Problem description
Starting at the beginning of the listing and ending at the line that contains "[204,0,385,227]", write out only those lines again, text and answers alike, with every box coordinate in the answers shifted by -50. Leave the pictures out.

Photo labels with bounding boxes:
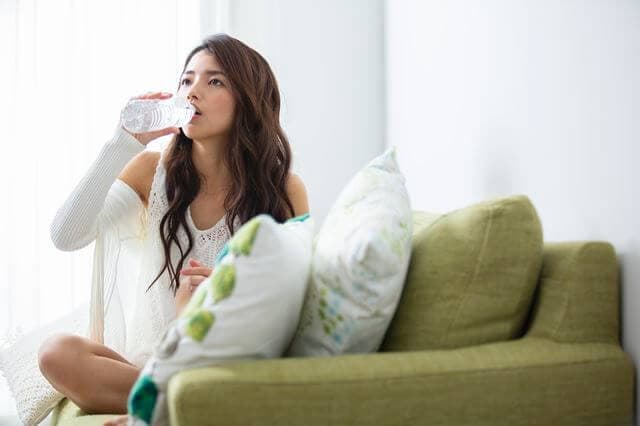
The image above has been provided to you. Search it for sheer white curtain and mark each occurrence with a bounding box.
[0,0,205,419]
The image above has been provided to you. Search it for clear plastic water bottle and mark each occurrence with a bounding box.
[120,96,195,133]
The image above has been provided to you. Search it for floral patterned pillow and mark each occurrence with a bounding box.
[286,148,412,356]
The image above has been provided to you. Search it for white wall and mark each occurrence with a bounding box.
[385,0,640,420]
[204,0,385,227]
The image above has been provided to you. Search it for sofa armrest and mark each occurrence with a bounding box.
[527,241,620,343]
[168,338,634,426]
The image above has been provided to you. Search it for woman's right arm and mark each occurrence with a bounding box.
[49,93,179,251]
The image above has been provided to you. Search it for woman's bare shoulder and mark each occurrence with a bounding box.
[118,150,160,206]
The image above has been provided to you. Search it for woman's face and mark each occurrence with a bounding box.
[177,50,235,141]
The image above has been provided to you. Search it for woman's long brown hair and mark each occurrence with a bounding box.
[147,34,294,294]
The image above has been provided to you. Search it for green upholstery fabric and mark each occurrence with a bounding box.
[52,338,633,426]
[51,398,114,426]
[52,195,635,426]
[380,196,542,351]
[529,242,620,343]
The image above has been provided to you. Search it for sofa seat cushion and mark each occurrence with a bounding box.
[381,195,543,351]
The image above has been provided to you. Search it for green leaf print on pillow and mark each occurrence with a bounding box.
[184,309,216,342]
[210,265,236,303]
[127,375,158,424]
[229,217,260,256]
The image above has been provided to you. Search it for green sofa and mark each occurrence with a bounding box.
[51,196,635,426]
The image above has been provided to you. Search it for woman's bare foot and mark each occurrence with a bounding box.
[103,414,129,426]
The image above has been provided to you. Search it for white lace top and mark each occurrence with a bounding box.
[51,127,239,367]
[125,147,235,367]
[0,125,239,424]
[125,145,238,367]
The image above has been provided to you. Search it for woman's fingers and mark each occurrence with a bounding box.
[180,266,212,277]
[104,415,129,426]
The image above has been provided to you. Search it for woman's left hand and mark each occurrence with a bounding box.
[103,414,129,426]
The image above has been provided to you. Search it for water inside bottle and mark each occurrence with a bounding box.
[122,97,195,133]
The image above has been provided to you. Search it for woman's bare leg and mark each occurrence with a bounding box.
[38,335,140,414]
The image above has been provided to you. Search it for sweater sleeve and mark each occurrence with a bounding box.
[49,126,145,251]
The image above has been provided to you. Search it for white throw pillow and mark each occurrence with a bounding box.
[0,305,89,425]
[128,214,313,425]
[286,148,412,356]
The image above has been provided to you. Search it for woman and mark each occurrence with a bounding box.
[39,34,308,413]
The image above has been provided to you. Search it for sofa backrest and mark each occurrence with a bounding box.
[380,195,543,351]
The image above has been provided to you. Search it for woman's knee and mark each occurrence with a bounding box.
[38,334,84,380]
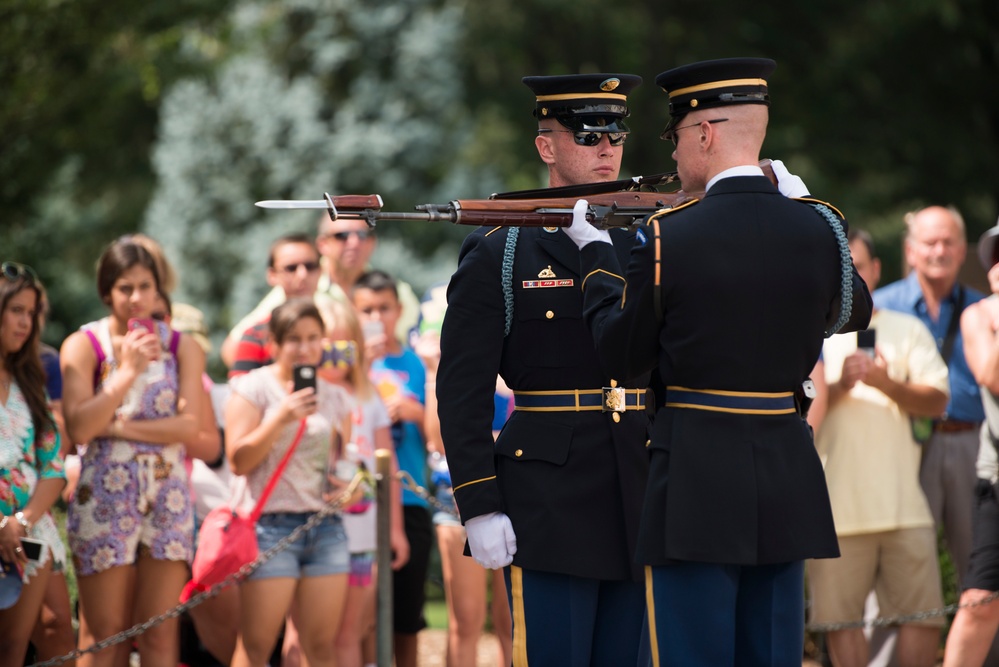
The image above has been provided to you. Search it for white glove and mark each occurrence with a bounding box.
[770,160,809,197]
[465,512,517,570]
[563,199,611,250]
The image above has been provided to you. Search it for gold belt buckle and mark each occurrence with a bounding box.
[601,387,626,412]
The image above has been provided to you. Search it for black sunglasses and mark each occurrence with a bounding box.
[0,262,38,283]
[326,229,375,241]
[659,118,728,146]
[281,262,319,273]
[538,127,628,146]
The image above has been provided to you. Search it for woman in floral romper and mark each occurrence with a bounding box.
[0,262,66,667]
[60,237,205,667]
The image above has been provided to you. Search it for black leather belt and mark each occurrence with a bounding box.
[666,387,797,415]
[513,387,645,412]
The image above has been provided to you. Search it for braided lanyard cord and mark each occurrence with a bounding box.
[500,227,520,338]
[809,202,853,338]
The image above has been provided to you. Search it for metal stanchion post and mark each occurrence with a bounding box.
[375,449,394,667]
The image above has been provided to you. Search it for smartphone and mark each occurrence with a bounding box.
[291,364,316,392]
[319,340,357,369]
[128,317,156,333]
[857,329,877,357]
[21,537,45,560]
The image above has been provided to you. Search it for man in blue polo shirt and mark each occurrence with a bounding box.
[874,206,985,586]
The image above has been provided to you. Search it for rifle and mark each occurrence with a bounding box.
[256,160,777,229]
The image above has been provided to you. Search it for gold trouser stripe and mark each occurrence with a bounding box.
[451,475,496,493]
[510,565,528,667]
[666,385,794,398]
[645,565,659,667]
[666,79,767,99]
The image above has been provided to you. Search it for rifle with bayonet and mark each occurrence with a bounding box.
[257,160,777,229]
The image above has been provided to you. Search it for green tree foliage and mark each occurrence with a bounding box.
[463,0,999,279]
[0,0,227,344]
[7,0,999,350]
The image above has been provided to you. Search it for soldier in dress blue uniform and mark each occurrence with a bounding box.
[437,74,649,667]
[567,58,871,665]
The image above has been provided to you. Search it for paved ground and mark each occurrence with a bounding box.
[417,630,819,667]
[417,630,499,667]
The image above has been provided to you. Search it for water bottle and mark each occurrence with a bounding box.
[335,442,374,514]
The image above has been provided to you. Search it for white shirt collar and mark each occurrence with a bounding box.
[704,164,763,192]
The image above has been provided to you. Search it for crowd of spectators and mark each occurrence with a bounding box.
[0,207,999,667]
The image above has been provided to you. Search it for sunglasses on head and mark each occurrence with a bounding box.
[281,262,319,273]
[0,262,38,283]
[538,127,628,146]
[326,229,375,241]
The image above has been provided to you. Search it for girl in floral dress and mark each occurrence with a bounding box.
[0,262,66,667]
[60,237,205,667]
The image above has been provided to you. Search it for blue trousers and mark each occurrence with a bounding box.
[648,561,805,667]
[504,565,650,667]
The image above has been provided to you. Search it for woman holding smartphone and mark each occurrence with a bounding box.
[225,298,352,667]
[60,236,205,667]
[0,262,66,667]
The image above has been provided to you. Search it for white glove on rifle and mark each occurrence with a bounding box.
[770,160,809,197]
[563,199,611,250]
[465,512,517,570]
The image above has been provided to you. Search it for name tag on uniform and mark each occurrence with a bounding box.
[523,278,573,289]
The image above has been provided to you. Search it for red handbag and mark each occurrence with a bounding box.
[180,419,305,603]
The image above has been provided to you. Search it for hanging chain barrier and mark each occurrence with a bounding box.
[805,591,999,632]
[397,471,999,632]
[29,466,376,667]
[29,465,999,667]
[396,470,458,519]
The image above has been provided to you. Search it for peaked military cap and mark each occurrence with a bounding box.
[656,58,777,130]
[978,221,999,272]
[522,74,642,132]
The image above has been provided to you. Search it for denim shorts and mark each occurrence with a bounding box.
[248,512,350,581]
[434,486,461,528]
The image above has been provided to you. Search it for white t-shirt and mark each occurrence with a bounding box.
[229,366,354,514]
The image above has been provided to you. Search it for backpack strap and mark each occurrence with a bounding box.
[250,419,305,523]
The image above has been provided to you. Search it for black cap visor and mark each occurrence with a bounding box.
[555,113,631,132]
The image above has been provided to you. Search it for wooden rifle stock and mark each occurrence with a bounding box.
[308,160,777,229]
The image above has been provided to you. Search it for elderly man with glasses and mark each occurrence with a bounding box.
[220,217,420,368]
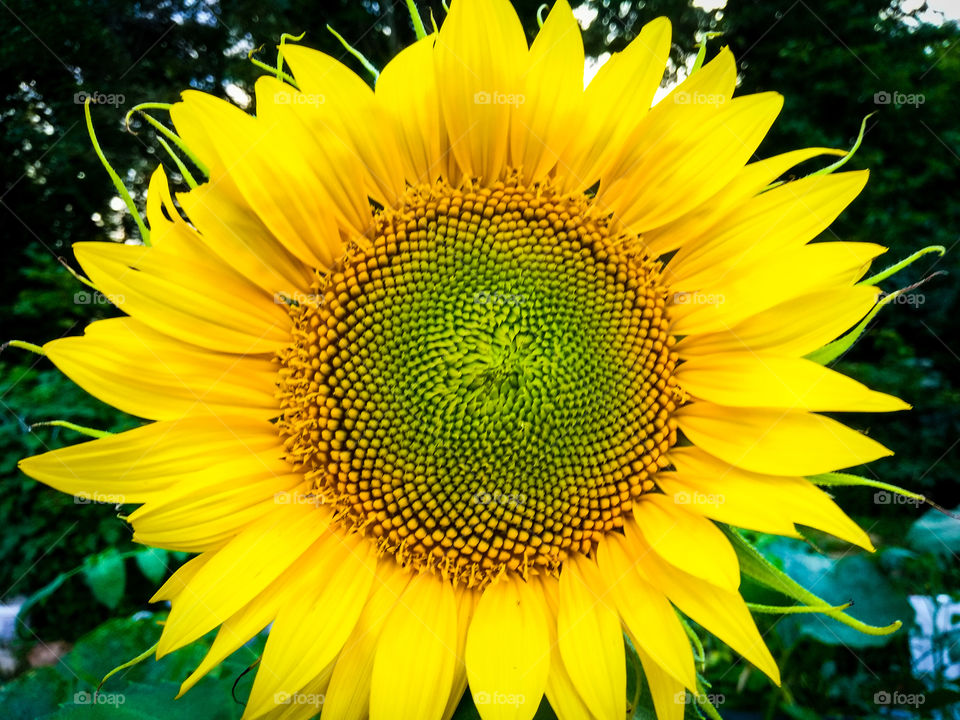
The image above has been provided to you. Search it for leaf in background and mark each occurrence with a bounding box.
[83,549,127,610]
[907,508,960,555]
[136,548,169,583]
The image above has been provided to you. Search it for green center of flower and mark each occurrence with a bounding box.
[279,181,678,585]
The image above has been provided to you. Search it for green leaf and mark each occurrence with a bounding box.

Solution for this problem
The image above has been provided to you. Search it for sheer white curtain and mark each occurrence with a bounding box.
[-50,-50,155,369]
The image above has been provided to you. Search it for clear plastic water bottle and mark each occurrence with a bounding box.
[70,46,145,83]
The image above has been provided to you. Search it for floral patterned pillow and mark each occurrence with a bounding box.
[236,98,362,306]
The image above has been provided to you. Search it for white wall and mark each occurrence with a bounding box.
[335,-50,590,370]
[154,-50,335,177]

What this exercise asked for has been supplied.